For the first time in six months, I feel hopeful about my physical health. Other than my hip joint issue, all of the other tests to get to the bottom of my symptoms (chief among them being severe fatigue) were normal. My doctors say I’m fine. But my body says it’s so very, very tired. And I finally listened.

Is Uninvited Criticism the Enemy—or Is It Us?

Is Uninvited Criticism the Enemy—or Is It Us?

Mental blocks. Distorted thinking. Cognitive distortions. Stinkin’ thinkin’.

There are a lot of names for it, but these are all ways to refer to a pattern of inaccurate thoughts or beliefs that keep us stuck and unable to heal old wounds and trauma. The other day, I was asked about one of mine.

“What will take you out, every time?” one of my coaches asked.

I knew well enough not to think too hard about it but instead go with my intuitive sense. “Criticism,” I said.

And then, working with that, I was able to narrow it down. It wasn’t just criticism. It wasn’t just uninvited criticism. It was uninvited criticism about how I expressed myself—my words and appearance. That pointed to an old wound, heavily criticized as a child by family members as well as peers about how I told stories, how I sang, how I dressed, my hair, my weight, my teeth, my height, my intelligence.

It’s as if one of my child parts got stuck as a skinny nine-year-old, deep-thinking weirdo with buck teeth, braces, long, stringy hair, and messy handwriting. A person assigned female at birth with severe body dysmorphia who talks too much, sings too much, cares too much, talks to invisible people, and spends too much time writing and daydreaming and not enough time doing chores.

That nine-year-old was convinced they were too much and not enough, all at once.

But adult-me doesn’t generally get that kind of criticism, and if I do, it’s from someone I don’t trust and don’t have room for in my life.

So, it’s not criticism that takes me out. It’s the anticipation of criticism. Because that nine-year-old is still expecting it around every corner.

What have I done in reaction to that fear, that anticipation? I silence and squash myself. I make myself small, unnoticeable, forgettable. I will even breathe so shallowly that no one can hear me, and I can barely feel it myself.

It’s almost as if I will myself not to exist anymore.

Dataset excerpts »
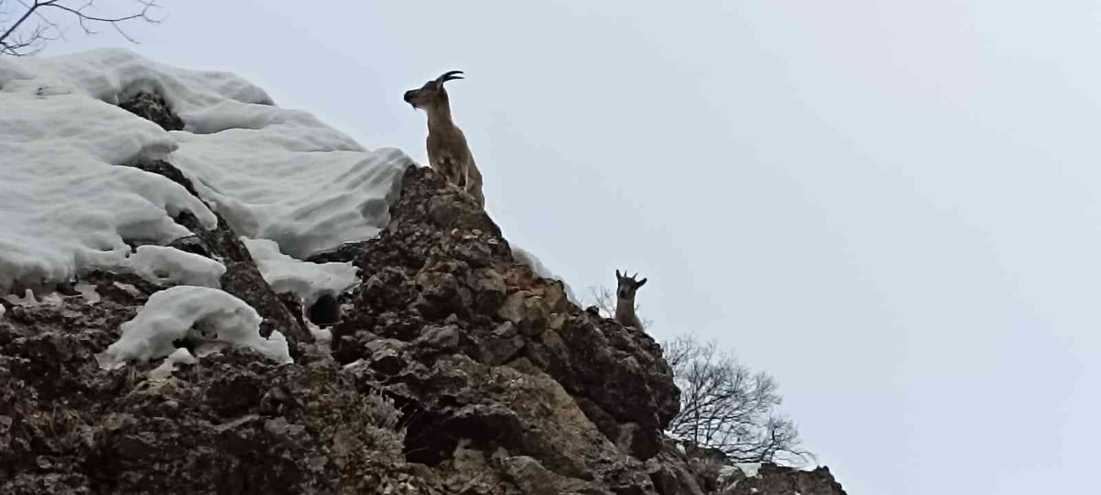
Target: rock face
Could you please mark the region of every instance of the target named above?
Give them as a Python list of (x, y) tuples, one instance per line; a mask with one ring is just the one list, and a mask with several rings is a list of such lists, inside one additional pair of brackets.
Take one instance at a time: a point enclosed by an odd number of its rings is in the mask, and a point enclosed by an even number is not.
[[(149, 95), (123, 106), (175, 125)], [(194, 194), (170, 163), (135, 166)], [(843, 493), (821, 470), (720, 486), (663, 440), (679, 391), (661, 347), (515, 262), (473, 198), (429, 169), (406, 171), (391, 217), (378, 238), (315, 257), (363, 277), (305, 310), (225, 220), (177, 218), (194, 236), (173, 246), (226, 266), (221, 287), (287, 337), (287, 365), (227, 349), (166, 378), (149, 373), (159, 363), (100, 369), (95, 354), (164, 289), (133, 276), (0, 300), (0, 493)], [(336, 321), (330, 344), (304, 315)]]

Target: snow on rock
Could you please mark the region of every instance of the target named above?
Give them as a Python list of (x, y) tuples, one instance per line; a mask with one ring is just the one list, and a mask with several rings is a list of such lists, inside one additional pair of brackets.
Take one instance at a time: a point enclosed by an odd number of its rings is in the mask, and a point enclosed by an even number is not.
[(87, 97), (10, 93), (0, 58), (0, 292), (111, 268), (124, 239), (168, 243), (189, 234), (171, 215), (214, 214), (161, 175), (116, 166), (175, 143), (156, 125)]
[(276, 293), (294, 293), (302, 298), (306, 308), (321, 295), (339, 295), (358, 280), (356, 267), (350, 262), (298, 261), (280, 252), (279, 246), (272, 240), (242, 237), (241, 241), (249, 248), (260, 275), (272, 290)]
[(753, 477), (757, 475), (757, 471), (761, 471), (760, 462), (735, 462), (734, 467), (738, 467), (745, 477)]
[(291, 363), (286, 338), (272, 332), (260, 336), (261, 318), (240, 299), (218, 289), (177, 286), (149, 298), (138, 315), (122, 324), (122, 336), (96, 355), (100, 366), (117, 368), (127, 361), (149, 361), (176, 351), (173, 341), (216, 338), (251, 347), (277, 363)]
[(139, 246), (129, 258), (134, 275), (152, 283), (221, 289), (226, 267), (210, 258), (166, 246)]
[[(183, 131), (118, 107), (164, 98)], [(187, 235), (188, 211), (212, 228), (270, 238), (297, 258), (378, 234), (405, 168), (401, 151), (368, 151), (308, 112), (275, 107), (232, 74), (162, 65), (108, 49), (0, 58), (0, 293), (83, 271), (117, 269), (124, 240)], [(120, 166), (165, 159), (203, 200), (157, 174)]]
[(198, 359), (192, 355), (186, 348), (179, 347), (168, 354), (168, 357), (164, 358), (161, 366), (157, 366), (149, 372), (149, 378), (151, 380), (163, 380), (172, 376), (172, 372), (176, 370), (176, 364), (188, 364), (193, 365), (198, 363)]
[(304, 259), (374, 237), (390, 222), (402, 173), (413, 163), (394, 149), (340, 146), (326, 134), (336, 131), (325, 130), (279, 123), (172, 132), (181, 148), (168, 161), (192, 176), (235, 232), (275, 240)]
[(554, 272), (552, 272), (545, 265), (543, 265), (543, 261), (539, 261), (539, 259), (536, 258), (535, 255), (528, 252), (526, 249), (523, 249), (516, 246), (515, 244), (511, 244), (511, 246), (512, 246), (513, 259), (524, 265), (527, 265), (528, 267), (532, 267), (532, 271), (535, 273), (536, 277), (560, 281), (563, 287), (565, 287), (566, 289), (566, 297), (569, 298), (569, 300), (574, 304), (580, 304), (580, 302), (578, 302), (579, 300), (577, 299), (577, 295), (574, 294), (574, 289), (569, 287), (569, 283), (567, 283), (566, 280), (564, 280), (562, 277), (554, 275)]

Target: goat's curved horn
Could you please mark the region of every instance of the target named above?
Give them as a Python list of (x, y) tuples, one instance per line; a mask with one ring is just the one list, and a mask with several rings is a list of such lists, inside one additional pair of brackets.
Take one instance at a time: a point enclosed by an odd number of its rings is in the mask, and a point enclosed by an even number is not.
[(444, 83), (446, 83), (448, 80), (461, 79), (462, 76), (460, 76), (459, 74), (462, 74), (462, 71), (448, 71), (448, 72), (445, 72), (443, 75), (440, 75), (439, 77), (436, 78), (436, 83), (444, 84)]

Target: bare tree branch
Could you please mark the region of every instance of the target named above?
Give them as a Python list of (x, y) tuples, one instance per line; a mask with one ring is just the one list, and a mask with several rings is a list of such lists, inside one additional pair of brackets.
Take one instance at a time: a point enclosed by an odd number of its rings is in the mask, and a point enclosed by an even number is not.
[[(131, 13), (116, 17), (103, 17), (92, 14), (96, 9), (94, 0), (84, 0), (83, 3), (66, 0), (15, 0), (22, 7), (22, 12), (14, 22), (7, 23), (10, 2), (0, 0), (0, 55), (26, 56), (33, 55), (45, 49), (51, 41), (65, 37), (65, 31), (61, 24), (47, 15), (50, 11), (57, 11), (61, 15), (75, 18), (77, 24), (85, 34), (97, 34), (94, 29), (96, 24), (110, 24), (122, 37), (131, 43), (138, 43), (133, 36), (128, 34), (122, 24), (129, 21), (145, 21), (151, 24), (161, 22), (161, 19), (152, 15), (153, 11), (161, 8), (156, 0), (133, 0), (138, 7)], [(30, 20), (36, 19), (35, 25), (30, 25)]]
[(798, 429), (776, 413), (776, 381), (753, 374), (711, 341), (683, 335), (663, 344), (680, 388), (680, 412), (669, 430), (700, 446), (717, 449), (732, 462), (805, 464)]

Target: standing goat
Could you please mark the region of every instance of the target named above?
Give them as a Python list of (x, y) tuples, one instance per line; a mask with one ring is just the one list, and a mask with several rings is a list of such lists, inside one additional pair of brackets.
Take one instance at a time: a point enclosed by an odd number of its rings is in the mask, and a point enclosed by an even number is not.
[(634, 314), (634, 294), (640, 287), (646, 283), (647, 279), (642, 279), (635, 281), (634, 278), (639, 273), (631, 277), (624, 277), (615, 270), (615, 280), (619, 282), (619, 287), (615, 288), (615, 321), (620, 322), (623, 326), (634, 326), (635, 329), (642, 331), (642, 320), (639, 320), (639, 315)]
[(470, 193), (478, 206), (486, 207), (481, 172), (475, 165), (467, 138), (451, 121), (451, 104), (444, 83), (461, 79), (462, 71), (450, 71), (429, 80), (418, 89), (405, 92), (405, 101), (428, 115), (428, 164), (448, 182)]

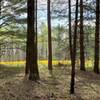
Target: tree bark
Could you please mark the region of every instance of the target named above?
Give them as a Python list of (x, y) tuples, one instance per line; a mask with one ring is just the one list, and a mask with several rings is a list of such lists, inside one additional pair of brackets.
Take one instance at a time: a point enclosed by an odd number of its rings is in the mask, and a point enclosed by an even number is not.
[(39, 79), (39, 72), (36, 59), (36, 24), (35, 24), (35, 0), (27, 1), (28, 18), (27, 18), (27, 50), (26, 50), (26, 74), (29, 73), (29, 80), (36, 81)]
[(47, 21), (48, 21), (48, 69), (52, 71), (52, 38), (51, 38), (51, 13), (50, 0), (47, 0)]
[(100, 0), (96, 0), (96, 30), (95, 30), (95, 55), (94, 55), (94, 72), (99, 73), (99, 29), (100, 29)]
[(80, 0), (80, 70), (85, 71), (84, 31), (83, 31), (83, 0)]
[(75, 85), (75, 60), (76, 60), (76, 41), (77, 41), (77, 21), (78, 21), (78, 0), (76, 0), (76, 11), (75, 11), (75, 27), (74, 27), (74, 39), (72, 48), (72, 71), (71, 71), (71, 83), (70, 93), (74, 94)]

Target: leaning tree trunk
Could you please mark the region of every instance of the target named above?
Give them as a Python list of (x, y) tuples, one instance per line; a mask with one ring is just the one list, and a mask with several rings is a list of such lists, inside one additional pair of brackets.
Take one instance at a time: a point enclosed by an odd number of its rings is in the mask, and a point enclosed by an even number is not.
[(27, 1), (27, 50), (26, 50), (26, 74), (29, 73), (29, 79), (36, 81), (39, 79), (38, 66), (36, 65), (36, 24), (35, 24), (35, 0)]
[(50, 0), (47, 0), (47, 21), (48, 21), (48, 69), (52, 71), (52, 39), (51, 39), (51, 13)]
[(96, 0), (96, 31), (95, 31), (95, 56), (94, 72), (99, 73), (99, 28), (100, 28), (100, 0)]
[(80, 70), (85, 71), (84, 31), (83, 31), (83, 0), (80, 0)]
[(74, 39), (72, 48), (72, 71), (71, 71), (71, 84), (70, 93), (74, 93), (75, 85), (75, 60), (76, 60), (76, 41), (77, 41), (77, 21), (78, 21), (78, 0), (76, 0), (76, 11), (75, 11), (75, 27), (74, 27)]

TASKS TO CARRY OUT »
a – Using the passage about criticism, decide whether each statement holds, answering yes or no with the deciding words quoted: (i) The writer's doctors say the writer is fine. (ii) The writer answered the coach's question after long, careful thought. (iii) The writer says adult-me often gets that kind of criticism.
b – Repeat the passage about criticism word for word, starting at "It’s as if one" and ending at "time doing chores.".
The data have nothing to do with the passage about criticism.

TASK-BY-TASK SOLUTIONS »
a –
(i) Yes: "My doctors say I’m fine."
(ii) No: "I knew well enough not to think too hard about it but instead go with my intuitive sense."
(iii) No: "But adult-me doesn’t generally get that kind of criticism"

b –
It’s as if one of my child parts got stuck as a skinny nine-year-old, deep-thinking weirdo with buck teeth, braces, long, stringy hair, and messy handwriting. A person assigned female at birth with severe body dysmorphia who talks too much, sings too much, cares too much, talks to invisible people, and spends too much time writing and daydreaming and not enough time doing chores.